## YOUR TASK
Please filter the entries and return only the lines that include "blue".

TASK INPUT section start

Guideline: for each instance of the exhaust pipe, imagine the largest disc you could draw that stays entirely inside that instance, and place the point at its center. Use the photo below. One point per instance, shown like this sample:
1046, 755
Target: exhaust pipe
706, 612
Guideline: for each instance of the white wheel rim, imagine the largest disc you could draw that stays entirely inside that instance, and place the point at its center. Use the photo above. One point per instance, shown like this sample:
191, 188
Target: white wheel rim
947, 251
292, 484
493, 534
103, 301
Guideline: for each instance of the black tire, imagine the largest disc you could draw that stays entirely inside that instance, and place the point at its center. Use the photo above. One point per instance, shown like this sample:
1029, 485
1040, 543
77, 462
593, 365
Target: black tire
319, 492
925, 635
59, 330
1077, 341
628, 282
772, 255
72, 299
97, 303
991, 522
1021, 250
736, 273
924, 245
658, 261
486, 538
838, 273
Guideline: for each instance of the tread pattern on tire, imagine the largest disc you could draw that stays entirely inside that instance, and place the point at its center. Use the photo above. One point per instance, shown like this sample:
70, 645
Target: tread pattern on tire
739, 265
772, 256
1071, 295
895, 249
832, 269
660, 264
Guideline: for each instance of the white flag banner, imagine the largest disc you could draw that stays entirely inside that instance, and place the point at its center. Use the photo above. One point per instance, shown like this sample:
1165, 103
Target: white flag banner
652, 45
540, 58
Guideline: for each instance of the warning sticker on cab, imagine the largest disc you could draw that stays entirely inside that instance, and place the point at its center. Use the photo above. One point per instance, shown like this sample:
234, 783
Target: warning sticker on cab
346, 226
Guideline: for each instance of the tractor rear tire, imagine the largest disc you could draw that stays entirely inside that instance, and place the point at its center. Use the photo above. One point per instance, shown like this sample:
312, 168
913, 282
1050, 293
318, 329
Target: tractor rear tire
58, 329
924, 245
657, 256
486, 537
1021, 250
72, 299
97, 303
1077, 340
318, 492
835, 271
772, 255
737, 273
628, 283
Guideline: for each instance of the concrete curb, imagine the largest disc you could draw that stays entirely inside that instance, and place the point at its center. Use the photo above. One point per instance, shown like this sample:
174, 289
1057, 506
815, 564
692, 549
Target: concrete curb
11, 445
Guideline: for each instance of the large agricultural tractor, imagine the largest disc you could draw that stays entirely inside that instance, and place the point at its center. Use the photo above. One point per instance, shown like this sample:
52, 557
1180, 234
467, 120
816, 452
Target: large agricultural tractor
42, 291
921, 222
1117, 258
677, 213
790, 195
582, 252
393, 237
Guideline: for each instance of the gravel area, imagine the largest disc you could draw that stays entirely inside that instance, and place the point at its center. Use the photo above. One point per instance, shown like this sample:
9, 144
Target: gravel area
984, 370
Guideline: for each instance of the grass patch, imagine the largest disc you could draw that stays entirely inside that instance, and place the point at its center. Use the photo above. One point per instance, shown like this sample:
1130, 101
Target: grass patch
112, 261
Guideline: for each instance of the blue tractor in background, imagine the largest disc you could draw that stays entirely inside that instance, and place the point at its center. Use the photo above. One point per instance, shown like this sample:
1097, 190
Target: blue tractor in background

TASK INPUT section end

## RESULT OF THE TASK
Guideline: for each instance of the blue tractor in background, imagine the largest disc you could draw that stays entirely inside that instance, and place the point at its center. Use the photo above. One point per instance, shown like this sample:
Target: blue tractor in background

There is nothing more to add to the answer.